#### [Exercise brief]
Provide the data again in its entirety, exactly as given.

>> start Information given

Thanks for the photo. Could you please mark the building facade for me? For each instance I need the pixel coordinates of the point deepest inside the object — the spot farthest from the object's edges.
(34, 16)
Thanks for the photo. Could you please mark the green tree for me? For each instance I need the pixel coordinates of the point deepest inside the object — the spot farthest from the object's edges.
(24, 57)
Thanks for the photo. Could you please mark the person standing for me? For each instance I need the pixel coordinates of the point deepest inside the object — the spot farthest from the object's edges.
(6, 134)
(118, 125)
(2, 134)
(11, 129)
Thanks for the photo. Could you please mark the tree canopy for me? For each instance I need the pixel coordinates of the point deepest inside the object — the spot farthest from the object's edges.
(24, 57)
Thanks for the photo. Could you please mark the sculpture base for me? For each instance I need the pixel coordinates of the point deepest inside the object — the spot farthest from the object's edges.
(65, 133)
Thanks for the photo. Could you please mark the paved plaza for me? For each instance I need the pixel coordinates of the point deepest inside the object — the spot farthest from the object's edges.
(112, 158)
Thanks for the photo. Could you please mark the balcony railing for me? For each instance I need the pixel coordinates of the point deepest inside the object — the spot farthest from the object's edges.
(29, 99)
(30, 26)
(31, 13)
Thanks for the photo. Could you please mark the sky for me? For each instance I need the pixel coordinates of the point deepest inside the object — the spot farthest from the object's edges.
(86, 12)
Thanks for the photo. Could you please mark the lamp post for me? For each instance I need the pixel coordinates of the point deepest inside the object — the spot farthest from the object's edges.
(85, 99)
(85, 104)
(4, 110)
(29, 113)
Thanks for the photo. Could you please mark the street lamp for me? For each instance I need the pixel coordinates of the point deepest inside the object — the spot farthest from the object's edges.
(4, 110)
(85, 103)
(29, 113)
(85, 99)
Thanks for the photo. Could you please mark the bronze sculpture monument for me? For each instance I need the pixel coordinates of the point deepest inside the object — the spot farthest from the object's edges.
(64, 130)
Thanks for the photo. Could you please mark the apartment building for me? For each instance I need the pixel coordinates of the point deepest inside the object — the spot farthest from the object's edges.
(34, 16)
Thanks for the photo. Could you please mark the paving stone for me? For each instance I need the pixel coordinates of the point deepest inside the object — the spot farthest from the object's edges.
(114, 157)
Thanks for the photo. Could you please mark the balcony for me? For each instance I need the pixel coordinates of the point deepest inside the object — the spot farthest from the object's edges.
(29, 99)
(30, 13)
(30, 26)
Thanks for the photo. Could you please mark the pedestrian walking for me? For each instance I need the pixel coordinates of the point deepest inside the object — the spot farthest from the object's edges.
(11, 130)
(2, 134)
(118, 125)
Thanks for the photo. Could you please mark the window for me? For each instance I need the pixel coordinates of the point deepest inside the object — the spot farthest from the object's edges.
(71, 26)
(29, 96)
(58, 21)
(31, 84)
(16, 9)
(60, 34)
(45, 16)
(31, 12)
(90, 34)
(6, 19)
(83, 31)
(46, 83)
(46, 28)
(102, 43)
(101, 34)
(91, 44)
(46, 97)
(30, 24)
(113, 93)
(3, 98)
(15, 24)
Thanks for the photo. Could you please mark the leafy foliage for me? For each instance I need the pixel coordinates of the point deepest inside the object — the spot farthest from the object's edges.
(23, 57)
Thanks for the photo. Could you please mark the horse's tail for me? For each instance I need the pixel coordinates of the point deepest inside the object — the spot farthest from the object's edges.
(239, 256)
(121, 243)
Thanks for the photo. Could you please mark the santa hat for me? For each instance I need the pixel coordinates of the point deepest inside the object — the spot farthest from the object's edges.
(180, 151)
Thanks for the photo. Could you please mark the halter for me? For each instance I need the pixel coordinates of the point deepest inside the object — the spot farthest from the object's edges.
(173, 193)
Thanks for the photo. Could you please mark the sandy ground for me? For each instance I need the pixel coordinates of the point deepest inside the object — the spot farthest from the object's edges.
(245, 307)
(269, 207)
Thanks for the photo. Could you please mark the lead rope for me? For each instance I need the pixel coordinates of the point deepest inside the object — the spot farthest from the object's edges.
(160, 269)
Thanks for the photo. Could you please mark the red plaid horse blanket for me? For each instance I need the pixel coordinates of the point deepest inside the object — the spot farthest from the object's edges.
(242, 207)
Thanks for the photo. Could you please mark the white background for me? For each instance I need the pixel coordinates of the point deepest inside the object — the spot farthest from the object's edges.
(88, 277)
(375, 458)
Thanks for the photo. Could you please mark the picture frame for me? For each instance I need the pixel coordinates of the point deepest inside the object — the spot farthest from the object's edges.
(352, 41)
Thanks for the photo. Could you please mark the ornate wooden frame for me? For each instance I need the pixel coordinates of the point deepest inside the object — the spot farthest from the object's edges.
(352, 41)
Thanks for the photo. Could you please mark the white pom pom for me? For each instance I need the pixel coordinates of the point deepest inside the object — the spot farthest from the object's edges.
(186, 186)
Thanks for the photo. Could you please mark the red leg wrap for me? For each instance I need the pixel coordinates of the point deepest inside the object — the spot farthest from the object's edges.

>> end Information given

#### [Result of this exercise]
Thanks for the photo. Could you please mark the building facade for me? For each instance I need the pixel coordinates of the point deepest inside the object — the spot farthest from the object's edges.
(34, 16)
Thanks for the photo. Could you please mark the green tree for me? For each instance I need the pixel coordinates of the point deepest inside the object — the spot farthest from the object's edges.
(24, 57)
Thanks for the photo. Could you please mark the person standing for me? For each instance I need the pixel coordinates of the point deepest inside the object — the spot farthest from the object's edges.
(6, 134)
(118, 125)
(2, 134)
(11, 129)
Thanks for the photo. Could you please mark the tree canopy for me? For each instance I need the pixel coordinates of the point deepest inside the object — the spot farthest from the object's edges.
(24, 57)
Thanks for the photo. Could you please mark the sculpture base for me? For each instance I need the pixel coordinates of the point deepest inside the object — the spot farthest from the object's edges.
(65, 133)
Thanks for the photo. Could you please mark the paved plaza for me? For each instance I need the pixel coordinates of the point deepest inside the object — the spot farthest from the object's edges.
(112, 158)
Thanks for the photo. Could you please mark the balcony railing for me? For each instance I need the pixel coordinates of the point deepest inside the object — the spot farthest from the object's edges.
(29, 99)
(30, 26)
(31, 13)
Thanks for the photo. Could you please mark the sky for me? For each instance I need the pixel coordinates of the point deepest inside the object — the spot farthest from the object's edges.
(86, 12)
Thanks for the photo. Could you please mark the lamp post for me? For each instance I need the pixel coordinates of the point deepest inside the object — the spot farthest from the object's edges.
(85, 99)
(85, 104)
(4, 110)
(29, 113)
Thanks for the photo. Could you please mark the street lamp for me? For each instance I need the pixel coordinates of the point deepest inside the object — the spot farthest from the object's edges.
(4, 110)
(85, 103)
(29, 113)
(85, 99)
Thanks for the photo. Could you please mark the bronze sculpture monument for me? For each instance I need the pixel coordinates of the point deepest inside the object — the spot farthest from the object's edges.
(64, 130)
Thanks for the photo. Could you please mark the apartment building for me? For each instance I need the pixel coordinates of the point deepest inside the object — the spot farthest from the object's edges.
(34, 16)
Thanks for the photo. Could you please mark the paving stone for me? For each instance I need the pixel coordinates of the point deepest inside the object — the spot farthest from the object's edges.
(114, 157)
Thanks for the photo. Could you please mark the balcony for me? For each instance I need the pixel coordinates of the point deepest inside the object — the spot farthest from the object's edges.
(29, 99)
(30, 13)
(30, 26)
Thanks for the photo. Could you please mark the pedestrian walking for me? For each instance I need the pixel coordinates of the point deepest inside the object — the spot farthest from the object's edges.
(11, 130)
(2, 134)
(118, 125)
Thanks for the photo. Could you please mark the window for me? For each instance I need the pixel coordinates of the point deepest inside the object — the spot farthest from the object's edges.
(71, 26)
(29, 96)
(58, 21)
(31, 84)
(16, 9)
(60, 34)
(45, 16)
(31, 12)
(90, 34)
(6, 19)
(83, 31)
(46, 83)
(46, 28)
(102, 43)
(101, 34)
(91, 44)
(46, 97)
(30, 24)
(113, 93)
(3, 98)
(15, 24)
Thanks for the photo. Could you please mark the leafy foliage for me? For each instance I need the pixel coordinates of the point deepest inside the object — the spot farthest from the object's edges.
(23, 57)
Thanks for the photo. Could you please mark the horse's tail for me? For each instance I need the pixel coordinates of the point deepest inside the object — the spot farthest from the object's edges.
(239, 256)
(121, 243)
Thanks for the photo. Could you please mark the santa hat for me? For each instance I need the pixel coordinates of the point deepest inside the object — the spot farthest from the object's edges.
(180, 151)
Thanks for the photo. Could you please mark the halter for me? For each instance I need the pixel coordinates of the point deepest inside the object — the spot farthest from the object's edges.
(173, 193)
Thanks for the photo. Could you please mark the sandy ground for me? For each instance I need the pixel coordinates of the point deepest inside the object — the spot farthest from the object's edges.
(245, 307)
(269, 207)
Thanks for the photo. Could you please mark the lead rope for me? For each instance I need the pixel coordinates of the point deepest inside the object — the spot farthest from the object's edges.
(160, 269)
Thanks for the photo. Could you please mark the red plaid horse blanket for me? For each instance I need the pixel coordinates of the point deepest inside the object — the spot farthest from the object's edges.
(242, 207)
Thanks for the photo. Could you please mark the white background for me? For each instance I need the pixel coordinates of the point deepest inside the object — the spot farthest from the object's edges.
(88, 277)
(375, 458)
Thanks for the photo. Could you please mark the picture frame for me? For each instance I need the pixel coordinates of the point deepest inside the object — the spot farthest from the object's edges.
(352, 41)
Thanks for the photo. Could you please mark the ornate wooden frame for me? For each instance I need the pixel coordinates of the point deepest inside the object — the spot farthest from the object's edges.
(352, 41)
Thanks for the photo. Could you please mark the white pom pom for me? For each instance I need the pixel coordinates of the point deepest inside the object — the spot farthest from the object's edges.
(186, 186)
Thanks for the photo. Could you please mark the red leg wrap for me? For each instance I need the pixel coordinates of the point deepest inside the object — the spot farthest from the object's edges.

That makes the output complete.